(What you will do) Every line with the string "window" should be copied from the data.

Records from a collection
━━━━

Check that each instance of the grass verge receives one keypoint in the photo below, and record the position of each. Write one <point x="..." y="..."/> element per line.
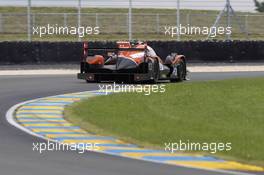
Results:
<point x="213" y="111"/>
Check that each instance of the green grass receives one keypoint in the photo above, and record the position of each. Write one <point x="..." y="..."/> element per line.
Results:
<point x="213" y="111"/>
<point x="113" y="23"/>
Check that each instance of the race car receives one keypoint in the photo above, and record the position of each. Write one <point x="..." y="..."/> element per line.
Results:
<point x="130" y="62"/>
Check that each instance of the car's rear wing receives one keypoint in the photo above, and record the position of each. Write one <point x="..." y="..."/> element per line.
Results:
<point x="91" y="51"/>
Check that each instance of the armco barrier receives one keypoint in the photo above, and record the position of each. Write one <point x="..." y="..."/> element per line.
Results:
<point x="195" y="51"/>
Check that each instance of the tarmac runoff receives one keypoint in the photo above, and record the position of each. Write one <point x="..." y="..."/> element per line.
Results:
<point x="44" y="118"/>
<point x="54" y="70"/>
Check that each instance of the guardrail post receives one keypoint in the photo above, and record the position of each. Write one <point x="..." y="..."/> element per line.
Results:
<point x="178" y="20"/>
<point x="1" y="23"/>
<point x="65" y="16"/>
<point x="29" y="20"/>
<point x="158" y="23"/>
<point x="79" y="17"/>
<point x="96" y="20"/>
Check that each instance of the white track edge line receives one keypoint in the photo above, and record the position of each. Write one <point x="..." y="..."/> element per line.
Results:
<point x="10" y="118"/>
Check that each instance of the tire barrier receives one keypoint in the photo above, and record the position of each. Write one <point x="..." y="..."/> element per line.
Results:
<point x="71" y="52"/>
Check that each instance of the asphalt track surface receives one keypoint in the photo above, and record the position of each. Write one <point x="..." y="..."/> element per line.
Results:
<point x="17" y="157"/>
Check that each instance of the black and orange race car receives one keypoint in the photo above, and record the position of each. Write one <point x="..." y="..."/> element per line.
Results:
<point x="130" y="62"/>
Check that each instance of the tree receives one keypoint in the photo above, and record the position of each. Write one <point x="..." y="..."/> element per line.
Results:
<point x="259" y="6"/>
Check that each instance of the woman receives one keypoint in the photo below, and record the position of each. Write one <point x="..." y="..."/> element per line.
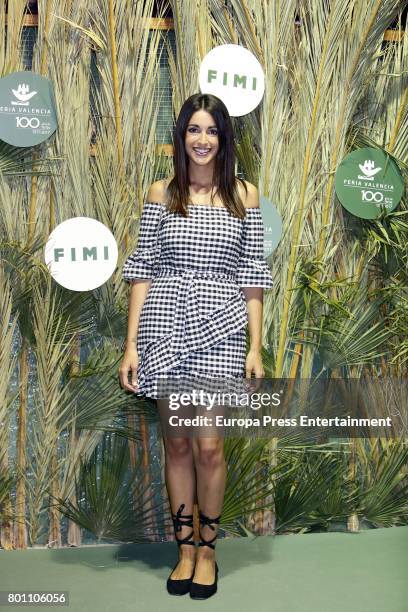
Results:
<point x="197" y="277"/>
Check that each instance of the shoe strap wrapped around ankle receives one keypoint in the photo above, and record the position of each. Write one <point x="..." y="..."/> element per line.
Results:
<point x="205" y="520"/>
<point x="179" y="521"/>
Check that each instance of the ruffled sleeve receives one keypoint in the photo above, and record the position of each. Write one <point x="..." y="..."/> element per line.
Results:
<point x="143" y="261"/>
<point x="253" y="269"/>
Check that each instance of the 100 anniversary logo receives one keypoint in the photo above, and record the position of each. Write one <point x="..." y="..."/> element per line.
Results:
<point x="367" y="182"/>
<point x="27" y="109"/>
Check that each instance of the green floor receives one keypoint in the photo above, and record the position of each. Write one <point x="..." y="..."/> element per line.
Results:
<point x="322" y="572"/>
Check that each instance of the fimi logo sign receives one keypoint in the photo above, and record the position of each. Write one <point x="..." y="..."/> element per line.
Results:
<point x="233" y="74"/>
<point x="27" y="109"/>
<point x="81" y="254"/>
<point x="368" y="182"/>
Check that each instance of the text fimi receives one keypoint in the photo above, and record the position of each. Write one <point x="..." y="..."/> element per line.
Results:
<point x="81" y="254"/>
<point x="238" y="80"/>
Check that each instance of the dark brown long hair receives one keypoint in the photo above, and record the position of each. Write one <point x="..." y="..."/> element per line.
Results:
<point x="224" y="178"/>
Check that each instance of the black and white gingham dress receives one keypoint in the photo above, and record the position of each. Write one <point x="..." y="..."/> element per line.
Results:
<point x="194" y="316"/>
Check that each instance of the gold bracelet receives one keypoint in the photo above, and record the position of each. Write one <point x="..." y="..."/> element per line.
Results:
<point x="124" y="344"/>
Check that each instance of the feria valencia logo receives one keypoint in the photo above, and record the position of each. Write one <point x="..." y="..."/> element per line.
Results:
<point x="81" y="254"/>
<point x="23" y="95"/>
<point x="27" y="109"/>
<point x="368" y="170"/>
<point x="368" y="183"/>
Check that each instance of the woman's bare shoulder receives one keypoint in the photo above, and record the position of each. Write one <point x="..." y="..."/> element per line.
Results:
<point x="250" y="199"/>
<point x="157" y="191"/>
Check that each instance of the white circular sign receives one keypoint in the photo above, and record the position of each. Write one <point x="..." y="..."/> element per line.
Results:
<point x="233" y="74"/>
<point x="81" y="254"/>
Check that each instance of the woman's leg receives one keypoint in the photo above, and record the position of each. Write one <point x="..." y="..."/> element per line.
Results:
<point x="211" y="473"/>
<point x="180" y="483"/>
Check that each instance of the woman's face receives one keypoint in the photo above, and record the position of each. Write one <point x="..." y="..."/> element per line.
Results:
<point x="201" y="141"/>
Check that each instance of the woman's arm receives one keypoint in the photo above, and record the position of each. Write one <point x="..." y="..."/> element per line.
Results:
<point x="137" y="296"/>
<point x="130" y="361"/>
<point x="254" y="299"/>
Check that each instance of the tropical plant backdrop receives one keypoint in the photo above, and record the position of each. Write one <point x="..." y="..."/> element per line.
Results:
<point x="80" y="459"/>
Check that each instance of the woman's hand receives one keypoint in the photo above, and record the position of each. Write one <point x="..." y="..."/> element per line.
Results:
<point x="254" y="364"/>
<point x="130" y="361"/>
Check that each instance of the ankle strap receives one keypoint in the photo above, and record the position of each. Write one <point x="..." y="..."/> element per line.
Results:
<point x="179" y="521"/>
<point x="205" y="520"/>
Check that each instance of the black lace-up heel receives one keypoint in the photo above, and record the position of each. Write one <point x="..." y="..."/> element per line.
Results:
<point x="203" y="591"/>
<point x="181" y="587"/>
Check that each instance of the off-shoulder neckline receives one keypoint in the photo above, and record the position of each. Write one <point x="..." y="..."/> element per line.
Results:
<point x="204" y="206"/>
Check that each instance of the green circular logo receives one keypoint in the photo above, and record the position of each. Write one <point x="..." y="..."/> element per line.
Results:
<point x="367" y="182"/>
<point x="27" y="109"/>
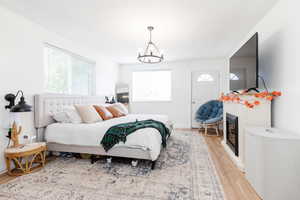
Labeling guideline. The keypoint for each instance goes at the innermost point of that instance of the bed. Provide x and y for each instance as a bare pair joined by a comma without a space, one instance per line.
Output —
85,138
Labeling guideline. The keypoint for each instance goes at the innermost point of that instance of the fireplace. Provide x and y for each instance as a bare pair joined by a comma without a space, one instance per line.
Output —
232,133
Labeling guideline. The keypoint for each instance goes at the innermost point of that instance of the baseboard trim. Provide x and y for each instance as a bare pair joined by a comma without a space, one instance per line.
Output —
233,157
3,172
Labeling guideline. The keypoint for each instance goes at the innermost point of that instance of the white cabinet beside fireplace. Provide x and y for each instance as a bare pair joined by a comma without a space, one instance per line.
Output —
258,116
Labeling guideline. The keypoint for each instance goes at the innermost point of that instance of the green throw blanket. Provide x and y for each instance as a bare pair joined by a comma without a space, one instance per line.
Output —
119,132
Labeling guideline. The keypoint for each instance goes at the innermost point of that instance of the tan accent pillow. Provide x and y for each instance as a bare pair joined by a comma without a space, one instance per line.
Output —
115,111
103,112
122,108
88,113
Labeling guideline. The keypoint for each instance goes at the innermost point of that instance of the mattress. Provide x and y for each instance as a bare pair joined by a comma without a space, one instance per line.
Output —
92,134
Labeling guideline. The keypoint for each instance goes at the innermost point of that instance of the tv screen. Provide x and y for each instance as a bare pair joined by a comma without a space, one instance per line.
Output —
244,66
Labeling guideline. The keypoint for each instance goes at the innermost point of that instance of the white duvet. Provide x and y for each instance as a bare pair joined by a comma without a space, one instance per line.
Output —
91,134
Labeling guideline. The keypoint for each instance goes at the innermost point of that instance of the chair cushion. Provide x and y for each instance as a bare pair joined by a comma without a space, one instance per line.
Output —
210,110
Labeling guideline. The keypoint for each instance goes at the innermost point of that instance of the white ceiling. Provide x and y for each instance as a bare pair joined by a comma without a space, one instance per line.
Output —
184,29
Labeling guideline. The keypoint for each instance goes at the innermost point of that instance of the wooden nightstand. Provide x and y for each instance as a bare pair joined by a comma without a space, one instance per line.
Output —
26,158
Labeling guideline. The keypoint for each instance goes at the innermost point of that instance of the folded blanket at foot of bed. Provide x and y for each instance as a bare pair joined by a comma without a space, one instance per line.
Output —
118,133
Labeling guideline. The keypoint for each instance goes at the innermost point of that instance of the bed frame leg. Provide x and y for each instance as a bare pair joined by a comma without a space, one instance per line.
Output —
134,163
94,159
153,165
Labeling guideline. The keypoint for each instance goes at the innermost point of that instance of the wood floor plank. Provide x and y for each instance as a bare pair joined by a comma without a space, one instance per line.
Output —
235,185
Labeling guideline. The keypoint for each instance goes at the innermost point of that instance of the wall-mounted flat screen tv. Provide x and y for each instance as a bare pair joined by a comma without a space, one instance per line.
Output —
244,66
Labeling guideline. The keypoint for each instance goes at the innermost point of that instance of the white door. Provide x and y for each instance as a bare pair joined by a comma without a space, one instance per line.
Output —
205,87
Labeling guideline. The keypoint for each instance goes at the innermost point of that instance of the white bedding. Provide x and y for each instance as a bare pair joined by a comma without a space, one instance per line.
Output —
91,134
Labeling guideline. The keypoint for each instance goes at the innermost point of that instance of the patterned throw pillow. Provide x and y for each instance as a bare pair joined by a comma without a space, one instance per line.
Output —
88,113
122,107
103,112
116,112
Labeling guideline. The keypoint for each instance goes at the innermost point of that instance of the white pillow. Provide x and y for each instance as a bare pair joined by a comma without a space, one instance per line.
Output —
122,108
73,115
61,117
88,113
68,115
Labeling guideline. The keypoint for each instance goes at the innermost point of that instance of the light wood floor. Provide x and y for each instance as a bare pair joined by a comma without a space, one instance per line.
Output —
236,187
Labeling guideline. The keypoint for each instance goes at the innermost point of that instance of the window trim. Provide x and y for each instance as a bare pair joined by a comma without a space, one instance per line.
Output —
151,101
74,55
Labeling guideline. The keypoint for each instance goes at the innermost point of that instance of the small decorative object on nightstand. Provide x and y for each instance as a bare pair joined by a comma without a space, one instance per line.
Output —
26,158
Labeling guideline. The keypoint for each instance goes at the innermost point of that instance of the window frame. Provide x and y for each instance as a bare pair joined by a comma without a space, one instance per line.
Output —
152,101
92,84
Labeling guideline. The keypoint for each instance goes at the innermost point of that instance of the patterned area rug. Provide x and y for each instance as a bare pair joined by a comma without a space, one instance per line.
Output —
184,171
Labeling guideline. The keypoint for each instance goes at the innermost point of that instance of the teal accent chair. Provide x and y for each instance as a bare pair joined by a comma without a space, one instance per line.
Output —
210,115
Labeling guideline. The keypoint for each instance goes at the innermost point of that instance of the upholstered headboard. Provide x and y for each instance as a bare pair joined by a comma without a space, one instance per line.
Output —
47,104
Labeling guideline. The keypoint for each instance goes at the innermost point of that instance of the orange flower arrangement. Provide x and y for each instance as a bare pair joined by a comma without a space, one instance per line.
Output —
262,95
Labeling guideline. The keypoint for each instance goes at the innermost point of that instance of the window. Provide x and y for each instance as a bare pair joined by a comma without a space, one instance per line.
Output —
68,73
205,78
234,77
151,86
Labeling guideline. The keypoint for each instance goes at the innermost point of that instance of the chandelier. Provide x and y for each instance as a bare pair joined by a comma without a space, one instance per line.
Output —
151,54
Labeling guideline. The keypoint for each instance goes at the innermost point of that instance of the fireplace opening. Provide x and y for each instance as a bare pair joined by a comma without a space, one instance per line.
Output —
232,133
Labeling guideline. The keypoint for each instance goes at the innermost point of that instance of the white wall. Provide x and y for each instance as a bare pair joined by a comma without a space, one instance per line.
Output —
21,66
280,60
179,109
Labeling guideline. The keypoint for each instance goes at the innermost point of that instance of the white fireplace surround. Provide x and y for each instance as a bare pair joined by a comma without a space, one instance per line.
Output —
258,116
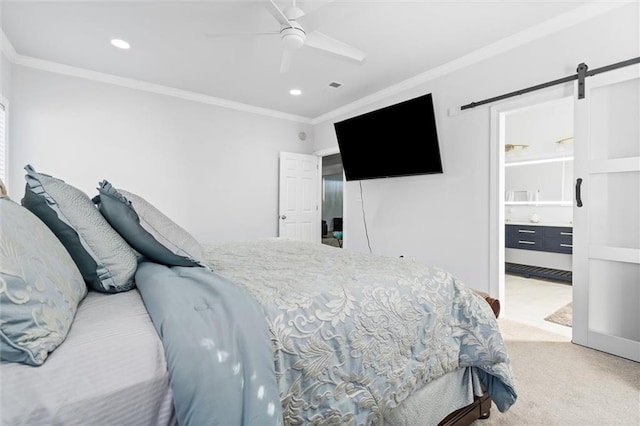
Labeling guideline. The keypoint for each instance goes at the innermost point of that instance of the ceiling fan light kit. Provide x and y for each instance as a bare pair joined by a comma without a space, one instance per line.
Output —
292,37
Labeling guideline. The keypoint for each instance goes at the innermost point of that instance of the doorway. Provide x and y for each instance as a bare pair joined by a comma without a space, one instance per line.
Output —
332,200
531,186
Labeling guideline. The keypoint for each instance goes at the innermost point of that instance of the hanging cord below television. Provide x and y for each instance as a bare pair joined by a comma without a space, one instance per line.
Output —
364,219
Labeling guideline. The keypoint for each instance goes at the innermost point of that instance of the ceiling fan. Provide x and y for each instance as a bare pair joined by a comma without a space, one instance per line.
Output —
298,30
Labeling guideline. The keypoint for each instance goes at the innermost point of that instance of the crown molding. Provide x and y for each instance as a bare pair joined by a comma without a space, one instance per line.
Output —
54,67
6,47
580,14
558,23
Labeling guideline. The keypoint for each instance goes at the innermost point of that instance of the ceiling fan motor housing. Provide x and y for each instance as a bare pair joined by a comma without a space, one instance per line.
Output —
293,37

━━━━

(Solved problem)
Labeling guideline. The keypoint for each instance goes at the innermost point of that instance of the window trim. Provide x and y for each instance as a bare pair joined by a comma without a space, one instance per line.
Labeling guideline. The keypoint for each instance goes at the innermost point of that instance of the window frame. Provide x and y for each instance as a bare pair joined by a comma without a space, one instance per line.
Labeling guideline. The keypoint for each instance goes at the innermost point of that instance of the window. Provide x and y for each instance as a bare pair joined by a comma without a space, one instance per line.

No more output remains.